EXERCISE INSTRUCTIONS: Rewrite every line of the rows below, requests included, and increase each coordinate of the answer points by 28, leaving the sample points inside the guidelines unchanged. Omit the pictures.

DATA TO USE:
****

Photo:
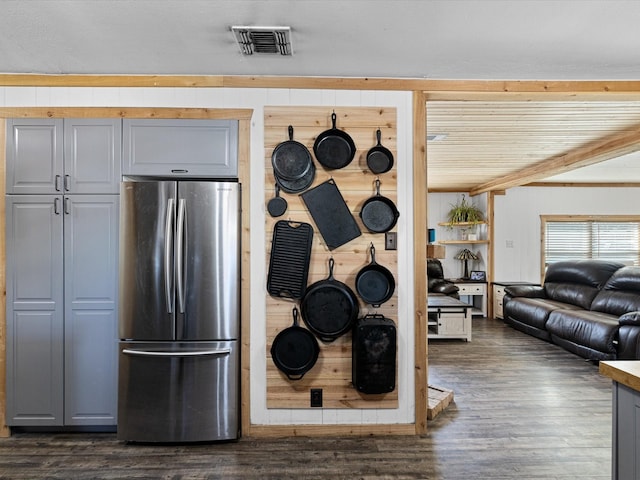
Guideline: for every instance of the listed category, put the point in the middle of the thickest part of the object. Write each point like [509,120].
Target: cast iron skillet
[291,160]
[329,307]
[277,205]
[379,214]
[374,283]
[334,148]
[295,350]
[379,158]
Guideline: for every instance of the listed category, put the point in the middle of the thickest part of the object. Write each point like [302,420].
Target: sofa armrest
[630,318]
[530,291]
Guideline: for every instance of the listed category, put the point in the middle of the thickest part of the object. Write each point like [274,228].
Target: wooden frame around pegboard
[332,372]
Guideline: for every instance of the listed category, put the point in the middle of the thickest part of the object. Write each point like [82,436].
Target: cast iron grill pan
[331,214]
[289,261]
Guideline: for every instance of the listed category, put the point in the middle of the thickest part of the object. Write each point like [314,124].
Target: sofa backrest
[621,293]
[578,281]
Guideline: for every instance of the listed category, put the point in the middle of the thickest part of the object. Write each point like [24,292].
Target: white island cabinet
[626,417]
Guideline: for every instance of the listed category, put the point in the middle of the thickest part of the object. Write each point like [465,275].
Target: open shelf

****

TASK RESULT:
Photo:
Guideline: for every instance of the listed category, put the point in the middle of the thickest part of the object. Write each point like [509,120].
Target: cast iron skillet
[319,188]
[357,335]
[305,233]
[407,242]
[402,311]
[362,176]
[323,378]
[407,186]
Guideline: for every instance of the listed category, put the point in the middle of the thickest part of the object. Write each point like [302,420].
Target: sofa armrest
[658,346]
[558,319]
Guideline: for every instance of the listed category, put the point in the middle of the thickest part of the object. Write each point like [274,228].
Target: wooden frame around pegboard
[360,400]
Guideline: for every instance of the listed category, put the point in the middle of the thickest part of the object. Write each point like [82,436].
Target: cast iron grill pan
[359,242]
[317,289]
Guideline: for every instance of the listed category, put the point in the middle of the thickest part of the object. Write each point like [314,124].
Target: sofa backrest
[649,321]
[606,309]
Guideline: for every instance of the listed category, put the point in the middle of the thickest part of the object. Write each point like [24,292].
Target: white island cabinet
[654,445]
Guideline: for every instance of the listed category, put the point in the middle of the thickest part of the object. Write each point like [465,275].
Target: open shelf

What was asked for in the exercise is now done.